> [Excerpts of labeled region data]
Begin
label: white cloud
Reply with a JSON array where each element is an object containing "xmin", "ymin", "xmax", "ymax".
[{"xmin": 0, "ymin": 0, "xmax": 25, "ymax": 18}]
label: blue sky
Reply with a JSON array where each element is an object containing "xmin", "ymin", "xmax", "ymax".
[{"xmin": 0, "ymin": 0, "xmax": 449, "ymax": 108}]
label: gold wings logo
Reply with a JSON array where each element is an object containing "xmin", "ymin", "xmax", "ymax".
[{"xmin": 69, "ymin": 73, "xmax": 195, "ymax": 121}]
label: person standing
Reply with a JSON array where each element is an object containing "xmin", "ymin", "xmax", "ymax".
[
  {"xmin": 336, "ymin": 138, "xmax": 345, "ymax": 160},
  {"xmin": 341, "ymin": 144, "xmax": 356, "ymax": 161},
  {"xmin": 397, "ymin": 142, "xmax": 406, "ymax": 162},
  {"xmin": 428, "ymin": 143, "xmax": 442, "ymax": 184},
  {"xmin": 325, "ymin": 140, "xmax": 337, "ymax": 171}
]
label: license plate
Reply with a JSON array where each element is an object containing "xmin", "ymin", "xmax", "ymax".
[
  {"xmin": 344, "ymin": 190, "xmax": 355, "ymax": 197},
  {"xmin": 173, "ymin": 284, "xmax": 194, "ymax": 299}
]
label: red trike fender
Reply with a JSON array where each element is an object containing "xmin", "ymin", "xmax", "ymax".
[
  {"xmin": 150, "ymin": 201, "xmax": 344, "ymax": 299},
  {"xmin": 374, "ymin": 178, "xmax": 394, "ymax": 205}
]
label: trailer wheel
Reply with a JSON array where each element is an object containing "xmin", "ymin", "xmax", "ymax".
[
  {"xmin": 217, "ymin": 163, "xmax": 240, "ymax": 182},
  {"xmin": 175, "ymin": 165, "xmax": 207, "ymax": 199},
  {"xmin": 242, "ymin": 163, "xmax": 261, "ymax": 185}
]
End
Begin
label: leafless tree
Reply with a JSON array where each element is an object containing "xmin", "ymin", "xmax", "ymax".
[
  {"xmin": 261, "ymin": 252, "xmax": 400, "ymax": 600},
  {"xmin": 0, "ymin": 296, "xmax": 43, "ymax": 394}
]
End
Begin
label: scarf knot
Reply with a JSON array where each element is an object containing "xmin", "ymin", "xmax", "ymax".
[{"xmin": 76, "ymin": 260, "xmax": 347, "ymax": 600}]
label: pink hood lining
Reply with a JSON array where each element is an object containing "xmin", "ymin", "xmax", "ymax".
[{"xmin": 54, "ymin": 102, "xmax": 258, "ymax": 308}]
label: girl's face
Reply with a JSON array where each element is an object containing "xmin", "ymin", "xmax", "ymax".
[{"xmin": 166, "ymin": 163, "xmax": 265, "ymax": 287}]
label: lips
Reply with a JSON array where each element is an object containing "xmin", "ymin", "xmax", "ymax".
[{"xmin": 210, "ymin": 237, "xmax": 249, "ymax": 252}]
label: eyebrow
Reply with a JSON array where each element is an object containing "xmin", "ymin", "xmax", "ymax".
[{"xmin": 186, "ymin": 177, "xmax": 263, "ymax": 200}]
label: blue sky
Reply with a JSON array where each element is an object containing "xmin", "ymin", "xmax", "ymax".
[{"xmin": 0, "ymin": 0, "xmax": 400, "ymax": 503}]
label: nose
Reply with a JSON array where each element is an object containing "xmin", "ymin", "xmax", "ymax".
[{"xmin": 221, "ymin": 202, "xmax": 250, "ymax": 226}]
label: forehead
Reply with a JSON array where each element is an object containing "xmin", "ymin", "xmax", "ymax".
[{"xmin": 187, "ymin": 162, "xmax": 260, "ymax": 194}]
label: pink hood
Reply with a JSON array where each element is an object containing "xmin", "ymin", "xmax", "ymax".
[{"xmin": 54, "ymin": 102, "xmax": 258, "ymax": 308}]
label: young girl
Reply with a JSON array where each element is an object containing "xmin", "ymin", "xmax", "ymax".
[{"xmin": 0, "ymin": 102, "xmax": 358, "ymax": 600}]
End
> [Task prompt] Identify every line in the records above that contains the word "hood", and copy each of those lines.

> [Solution to the exercise]
label: pink hood lining
label: pink hood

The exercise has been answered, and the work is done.